═══ Excerpted passage
Health care ‘arms race’ under way on North Shore
Unprecedented competition among three major hospitals is brewing on the North Shore, as they spend a combined $200 million-plus on state-of-the-art outpatient facilities within just a few miles of each other.
None of the North Shore projects — which will all be online by next summer — required the state’s Determination of Need approval process.
But the surge raised a red flag, prompting legislators this year to pass a law reasserting state oversight for hospital capital spending on outpatient construction projects worth $25 million or more.
“The Department of Public Health, if they could turn back the clock three or four years, probably would not have allowed the kind of expansion going on,” said Robert Fanning, former CEO of NHS, the Beverly-based hospital group whose new outpatient facility will compete with Lahey and Partners. “It may be good for health care in the North Shore (in the short term) but it is going to end up being very expensive at the end of the day.”
══════
═══ Extracted records
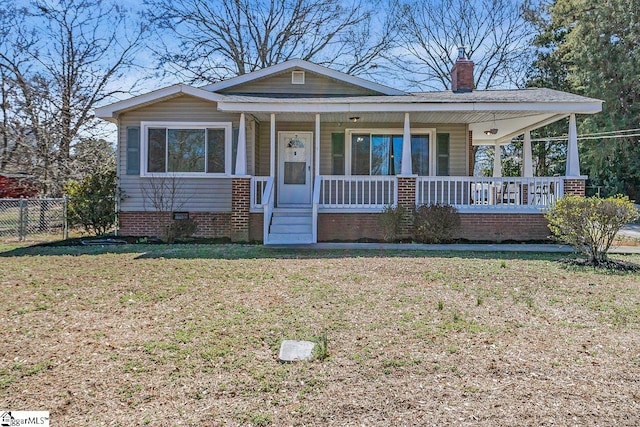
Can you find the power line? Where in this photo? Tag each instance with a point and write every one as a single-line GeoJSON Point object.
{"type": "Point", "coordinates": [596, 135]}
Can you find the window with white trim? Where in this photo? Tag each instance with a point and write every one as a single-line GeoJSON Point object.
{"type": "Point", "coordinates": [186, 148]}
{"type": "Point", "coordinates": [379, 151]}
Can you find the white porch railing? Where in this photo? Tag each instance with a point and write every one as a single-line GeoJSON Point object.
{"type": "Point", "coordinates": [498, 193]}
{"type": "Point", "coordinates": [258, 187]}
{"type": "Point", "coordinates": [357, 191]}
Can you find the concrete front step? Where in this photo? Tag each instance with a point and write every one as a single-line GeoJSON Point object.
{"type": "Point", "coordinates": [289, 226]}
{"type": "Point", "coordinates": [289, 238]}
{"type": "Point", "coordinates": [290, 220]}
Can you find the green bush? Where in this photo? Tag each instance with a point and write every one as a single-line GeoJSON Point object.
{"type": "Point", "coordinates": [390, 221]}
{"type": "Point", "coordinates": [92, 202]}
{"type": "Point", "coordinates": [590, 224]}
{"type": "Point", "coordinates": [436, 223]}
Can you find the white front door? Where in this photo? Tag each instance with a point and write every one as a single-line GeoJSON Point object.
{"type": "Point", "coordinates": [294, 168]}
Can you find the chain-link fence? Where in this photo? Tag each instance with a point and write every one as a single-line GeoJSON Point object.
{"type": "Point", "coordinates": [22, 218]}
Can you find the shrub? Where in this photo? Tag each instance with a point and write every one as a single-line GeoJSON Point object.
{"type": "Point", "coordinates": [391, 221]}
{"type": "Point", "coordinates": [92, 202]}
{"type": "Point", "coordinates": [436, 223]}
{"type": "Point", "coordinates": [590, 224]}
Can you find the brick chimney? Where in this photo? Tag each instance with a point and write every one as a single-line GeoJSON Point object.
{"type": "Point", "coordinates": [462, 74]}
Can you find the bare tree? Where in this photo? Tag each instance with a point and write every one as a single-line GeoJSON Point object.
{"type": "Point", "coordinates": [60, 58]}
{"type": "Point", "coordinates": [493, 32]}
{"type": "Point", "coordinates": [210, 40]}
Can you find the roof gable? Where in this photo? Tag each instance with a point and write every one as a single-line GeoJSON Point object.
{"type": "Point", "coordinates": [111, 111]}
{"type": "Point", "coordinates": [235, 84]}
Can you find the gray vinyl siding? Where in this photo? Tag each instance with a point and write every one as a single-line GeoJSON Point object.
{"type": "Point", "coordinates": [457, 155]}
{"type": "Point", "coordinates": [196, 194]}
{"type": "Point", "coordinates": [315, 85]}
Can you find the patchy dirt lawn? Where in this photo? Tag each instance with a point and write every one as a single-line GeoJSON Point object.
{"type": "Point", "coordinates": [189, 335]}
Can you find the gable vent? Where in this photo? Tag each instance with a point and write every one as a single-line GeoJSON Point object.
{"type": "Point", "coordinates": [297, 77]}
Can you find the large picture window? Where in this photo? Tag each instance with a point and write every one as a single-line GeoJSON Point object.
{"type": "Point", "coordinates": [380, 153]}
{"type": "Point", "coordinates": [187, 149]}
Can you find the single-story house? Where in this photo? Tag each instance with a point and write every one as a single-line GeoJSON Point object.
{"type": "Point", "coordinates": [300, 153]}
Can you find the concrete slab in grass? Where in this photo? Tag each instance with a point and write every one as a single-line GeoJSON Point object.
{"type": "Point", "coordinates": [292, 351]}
══════
**What the task asks**.
According to the article on North Shore hospital competition, what size of outpatient construction project does the new law bring back under state oversight?

**Task solution**.
Projects worth $25 million or more.